■ WRITTEN TASK ■
Restate exactly the lines below, from the one containing "If you could mark the concrete floor" through the final line, and leave out the pictures.

Pointing dataset excerpts
──────────────────────────────

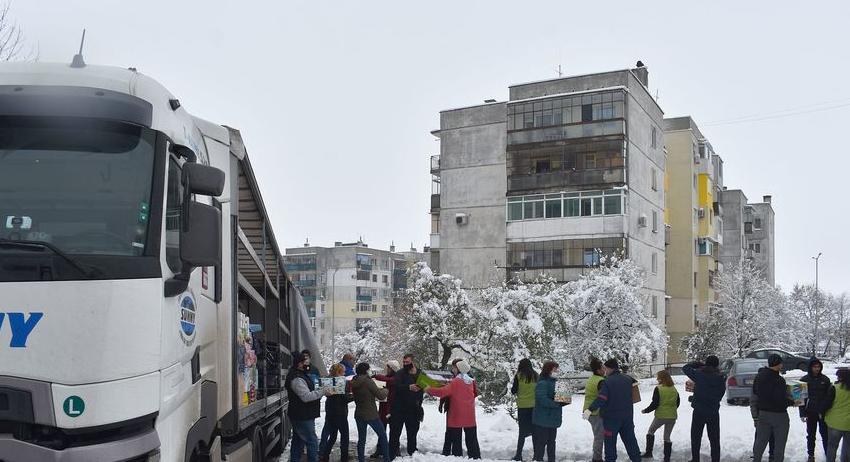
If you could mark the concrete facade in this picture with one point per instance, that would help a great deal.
(568, 145)
(749, 232)
(695, 181)
(348, 284)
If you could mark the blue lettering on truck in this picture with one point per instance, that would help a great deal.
(21, 327)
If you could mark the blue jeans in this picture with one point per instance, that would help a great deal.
(378, 427)
(304, 435)
(334, 424)
(626, 429)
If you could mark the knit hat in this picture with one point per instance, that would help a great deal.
(463, 366)
(774, 360)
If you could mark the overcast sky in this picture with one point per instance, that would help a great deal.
(336, 100)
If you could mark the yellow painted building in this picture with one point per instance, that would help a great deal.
(694, 181)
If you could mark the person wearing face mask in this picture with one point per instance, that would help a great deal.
(406, 412)
(304, 407)
(460, 415)
(615, 402)
(547, 414)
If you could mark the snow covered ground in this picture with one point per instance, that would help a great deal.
(497, 432)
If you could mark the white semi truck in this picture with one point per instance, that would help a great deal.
(145, 311)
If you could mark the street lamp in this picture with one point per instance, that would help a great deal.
(817, 303)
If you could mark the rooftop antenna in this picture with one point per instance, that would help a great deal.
(78, 61)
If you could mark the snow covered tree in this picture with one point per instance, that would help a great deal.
(838, 324)
(437, 308)
(751, 313)
(809, 314)
(608, 315)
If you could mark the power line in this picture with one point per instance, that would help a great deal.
(837, 104)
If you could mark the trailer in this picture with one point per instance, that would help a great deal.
(145, 312)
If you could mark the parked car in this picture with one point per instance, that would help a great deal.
(790, 361)
(739, 379)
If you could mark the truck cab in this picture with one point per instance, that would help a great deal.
(126, 270)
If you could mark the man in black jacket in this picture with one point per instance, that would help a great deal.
(407, 409)
(773, 403)
(304, 406)
(813, 410)
(709, 388)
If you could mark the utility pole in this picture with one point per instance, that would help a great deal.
(817, 304)
(333, 312)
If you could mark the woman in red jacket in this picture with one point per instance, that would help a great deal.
(460, 418)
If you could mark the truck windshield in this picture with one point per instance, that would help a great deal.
(80, 185)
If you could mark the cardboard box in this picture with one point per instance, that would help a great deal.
(336, 383)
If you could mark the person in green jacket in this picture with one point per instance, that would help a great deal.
(547, 414)
(838, 416)
(591, 392)
(523, 388)
(665, 403)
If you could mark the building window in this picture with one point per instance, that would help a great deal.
(573, 253)
(585, 204)
(566, 110)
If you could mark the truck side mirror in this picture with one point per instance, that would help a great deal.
(200, 244)
(203, 179)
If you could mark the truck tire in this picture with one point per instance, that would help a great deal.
(258, 451)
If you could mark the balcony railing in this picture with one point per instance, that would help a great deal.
(563, 178)
(435, 165)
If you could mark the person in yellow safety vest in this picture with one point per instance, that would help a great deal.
(838, 416)
(665, 403)
(591, 392)
(523, 387)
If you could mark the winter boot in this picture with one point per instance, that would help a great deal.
(650, 442)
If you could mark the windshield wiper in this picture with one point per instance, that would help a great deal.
(88, 273)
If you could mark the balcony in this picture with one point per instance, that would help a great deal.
(435, 202)
(593, 178)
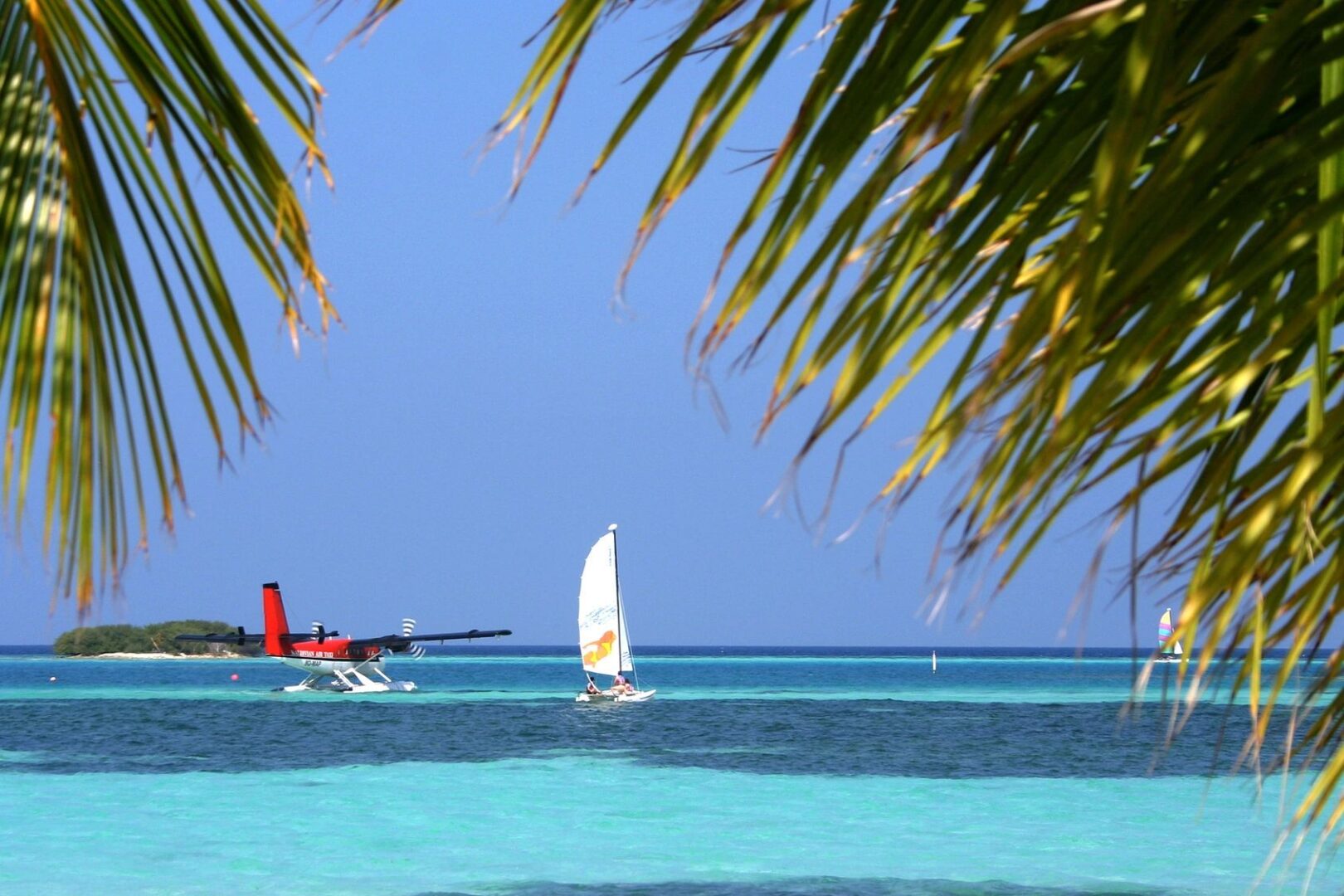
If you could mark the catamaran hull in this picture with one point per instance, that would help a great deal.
(639, 696)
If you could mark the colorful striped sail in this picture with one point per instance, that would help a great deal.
(1164, 635)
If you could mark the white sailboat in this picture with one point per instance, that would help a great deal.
(604, 642)
(1168, 649)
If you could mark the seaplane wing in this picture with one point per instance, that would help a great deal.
(242, 637)
(399, 642)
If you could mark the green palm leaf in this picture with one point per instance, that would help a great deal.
(1120, 217)
(112, 112)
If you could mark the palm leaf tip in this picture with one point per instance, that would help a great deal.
(121, 124)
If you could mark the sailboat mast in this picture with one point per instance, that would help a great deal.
(616, 574)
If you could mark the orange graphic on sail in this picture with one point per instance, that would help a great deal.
(601, 648)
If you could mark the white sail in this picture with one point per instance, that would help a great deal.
(1164, 637)
(604, 642)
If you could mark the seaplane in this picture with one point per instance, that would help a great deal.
(332, 663)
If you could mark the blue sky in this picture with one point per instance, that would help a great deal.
(453, 450)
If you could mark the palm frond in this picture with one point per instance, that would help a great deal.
(1118, 217)
(112, 112)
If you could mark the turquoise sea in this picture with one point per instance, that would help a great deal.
(753, 772)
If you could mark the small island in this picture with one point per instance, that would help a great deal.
(151, 641)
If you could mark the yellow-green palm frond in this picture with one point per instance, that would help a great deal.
(1110, 214)
(117, 119)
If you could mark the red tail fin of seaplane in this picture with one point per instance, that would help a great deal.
(277, 625)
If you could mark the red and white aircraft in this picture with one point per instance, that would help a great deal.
(334, 663)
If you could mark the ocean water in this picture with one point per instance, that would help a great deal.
(753, 772)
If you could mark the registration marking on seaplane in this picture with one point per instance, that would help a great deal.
(332, 663)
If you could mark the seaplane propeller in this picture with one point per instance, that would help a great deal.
(407, 631)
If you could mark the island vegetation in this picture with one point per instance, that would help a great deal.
(158, 637)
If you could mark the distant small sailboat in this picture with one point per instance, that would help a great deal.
(604, 642)
(1168, 650)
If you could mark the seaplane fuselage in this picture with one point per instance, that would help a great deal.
(335, 663)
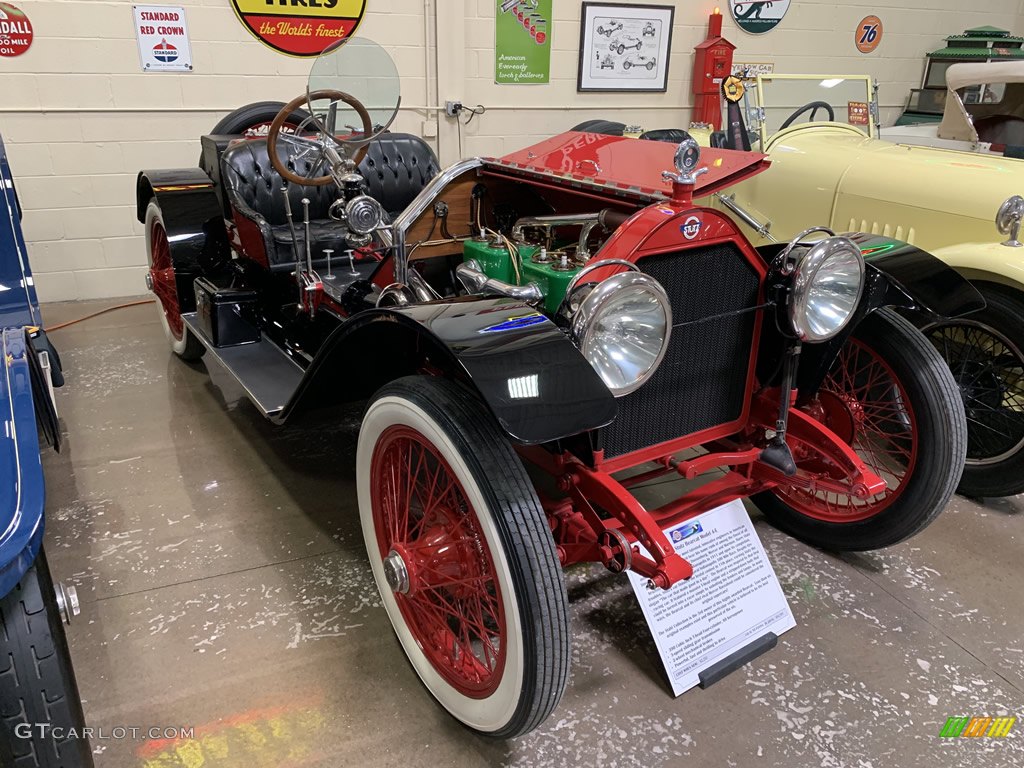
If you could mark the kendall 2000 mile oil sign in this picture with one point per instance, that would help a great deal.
(15, 31)
(300, 28)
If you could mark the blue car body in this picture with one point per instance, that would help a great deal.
(22, 488)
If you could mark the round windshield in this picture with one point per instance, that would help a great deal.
(364, 71)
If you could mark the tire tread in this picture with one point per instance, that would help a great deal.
(539, 581)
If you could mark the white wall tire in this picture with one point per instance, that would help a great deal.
(520, 684)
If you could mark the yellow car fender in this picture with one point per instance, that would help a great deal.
(986, 262)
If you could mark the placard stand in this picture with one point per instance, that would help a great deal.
(733, 662)
(729, 612)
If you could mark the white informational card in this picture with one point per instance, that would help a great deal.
(732, 599)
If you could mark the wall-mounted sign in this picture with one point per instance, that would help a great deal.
(751, 70)
(625, 47)
(300, 28)
(759, 16)
(522, 41)
(858, 113)
(163, 38)
(868, 34)
(15, 31)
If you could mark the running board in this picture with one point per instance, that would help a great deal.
(268, 376)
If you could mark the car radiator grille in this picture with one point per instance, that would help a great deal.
(701, 380)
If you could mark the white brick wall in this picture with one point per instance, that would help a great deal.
(80, 118)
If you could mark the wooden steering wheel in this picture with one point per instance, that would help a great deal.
(312, 144)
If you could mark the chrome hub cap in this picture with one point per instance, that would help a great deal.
(396, 573)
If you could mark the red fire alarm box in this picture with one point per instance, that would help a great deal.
(712, 66)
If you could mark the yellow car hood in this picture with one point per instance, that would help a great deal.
(926, 196)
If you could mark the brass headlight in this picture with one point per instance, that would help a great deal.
(827, 282)
(1008, 220)
(623, 328)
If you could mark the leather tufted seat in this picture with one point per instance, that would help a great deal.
(397, 166)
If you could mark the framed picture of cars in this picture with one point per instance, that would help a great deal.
(625, 47)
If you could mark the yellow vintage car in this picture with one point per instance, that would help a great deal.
(832, 164)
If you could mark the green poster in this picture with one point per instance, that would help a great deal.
(522, 41)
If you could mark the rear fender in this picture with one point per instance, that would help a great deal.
(532, 378)
(22, 488)
(193, 217)
(897, 275)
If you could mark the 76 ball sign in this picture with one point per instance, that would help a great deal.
(868, 34)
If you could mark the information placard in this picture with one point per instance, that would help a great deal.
(163, 38)
(733, 598)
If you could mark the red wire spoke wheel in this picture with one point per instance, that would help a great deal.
(463, 556)
(863, 401)
(437, 561)
(891, 396)
(162, 274)
(162, 281)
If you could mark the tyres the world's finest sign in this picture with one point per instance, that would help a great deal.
(300, 28)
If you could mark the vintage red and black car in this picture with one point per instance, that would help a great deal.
(536, 335)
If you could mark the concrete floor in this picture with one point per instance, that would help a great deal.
(224, 587)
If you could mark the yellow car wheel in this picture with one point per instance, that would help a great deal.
(985, 352)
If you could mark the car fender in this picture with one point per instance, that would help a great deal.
(986, 262)
(193, 216)
(897, 275)
(524, 368)
(22, 488)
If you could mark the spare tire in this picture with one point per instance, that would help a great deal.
(255, 119)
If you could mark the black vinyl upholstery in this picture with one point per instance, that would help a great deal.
(672, 135)
(397, 166)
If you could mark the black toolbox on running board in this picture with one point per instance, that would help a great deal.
(226, 315)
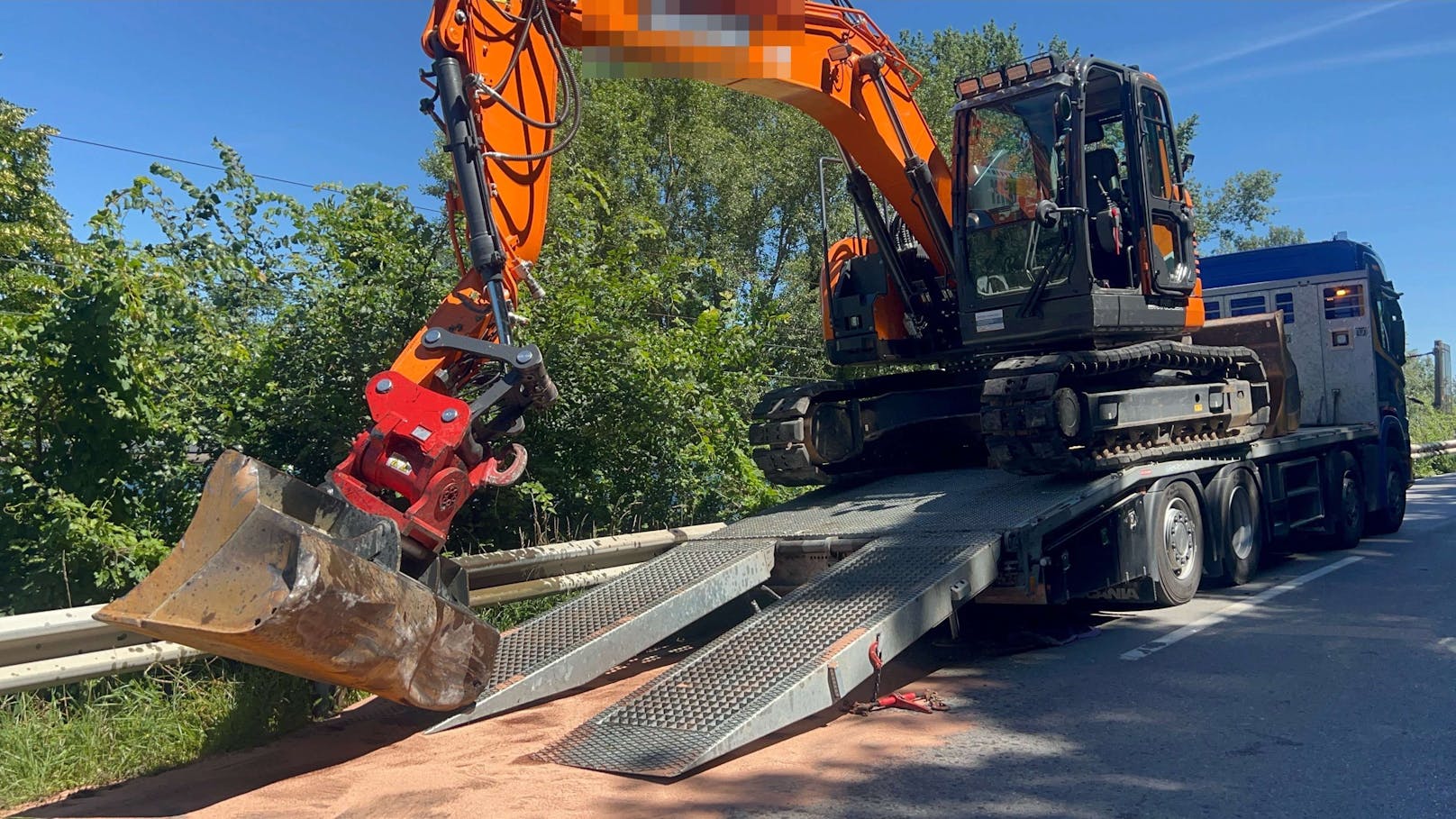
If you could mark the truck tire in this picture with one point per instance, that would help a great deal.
(1177, 540)
(1241, 526)
(1345, 503)
(1388, 521)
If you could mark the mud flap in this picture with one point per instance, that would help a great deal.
(277, 573)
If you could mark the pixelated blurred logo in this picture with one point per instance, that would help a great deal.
(705, 40)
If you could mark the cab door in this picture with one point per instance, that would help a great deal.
(1167, 233)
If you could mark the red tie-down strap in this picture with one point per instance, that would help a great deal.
(421, 449)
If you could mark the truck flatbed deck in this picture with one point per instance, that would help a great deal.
(914, 548)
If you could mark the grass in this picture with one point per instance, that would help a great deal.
(1429, 426)
(510, 615)
(111, 729)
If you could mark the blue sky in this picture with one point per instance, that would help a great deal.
(1351, 103)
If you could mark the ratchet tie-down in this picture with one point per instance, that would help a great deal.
(924, 701)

──────────────────────────────

■ EXERCISE RESPONSE ■
If you could mark the concrete floor in this picture with one point per instance, that would help a great deal.
(224, 587)
If you could mark the yellow car wheel in this picture with one point per instance, that would help a great deal.
(985, 352)
If you could mark the car fender in this picture with one point per instance, that would help a great deal.
(986, 262)
(193, 216)
(897, 275)
(524, 368)
(22, 488)
If you could mark the spare tire in this picture with one point per instance, that would help a great deal.
(255, 119)
If you could mark the black vinyl upholstery in this picture with one point per instance, that would help a great deal.
(672, 135)
(397, 166)
If you could mark the black toolbox on running board in this picture with one point per instance, that would help a great deal.
(226, 315)
If you could mark the truck tire in this picture with one point per instance, that would help a great deal.
(1177, 540)
(1241, 526)
(1345, 503)
(1388, 521)
If you could mark the mud flap in this picture with one point per instance, that would help a great deal.
(277, 573)
If you could mark the pixelated blurred logo in this picture with one point per instance, that would help a great deal.
(705, 40)
If you could mark the cab door in this picture with one point per instance, that would help a great deal.
(1167, 233)
If you could mark the red tie-down strap in this picture with one point per instance, that would help a great deal.
(421, 449)
If you could mark the truck flatbed deck in this picture with one point per instance, that would help a great deal.
(914, 548)
If you could mark the grass in this picture with one point per instance, that would help a great deal.
(1429, 426)
(510, 615)
(111, 729)
If you could mark the blue sky in this picture with one point per instance, that would help a great deal.
(1351, 103)
If you could mark the ratchet tie-down in this picture with one point per instance, that would help a great deal.
(924, 701)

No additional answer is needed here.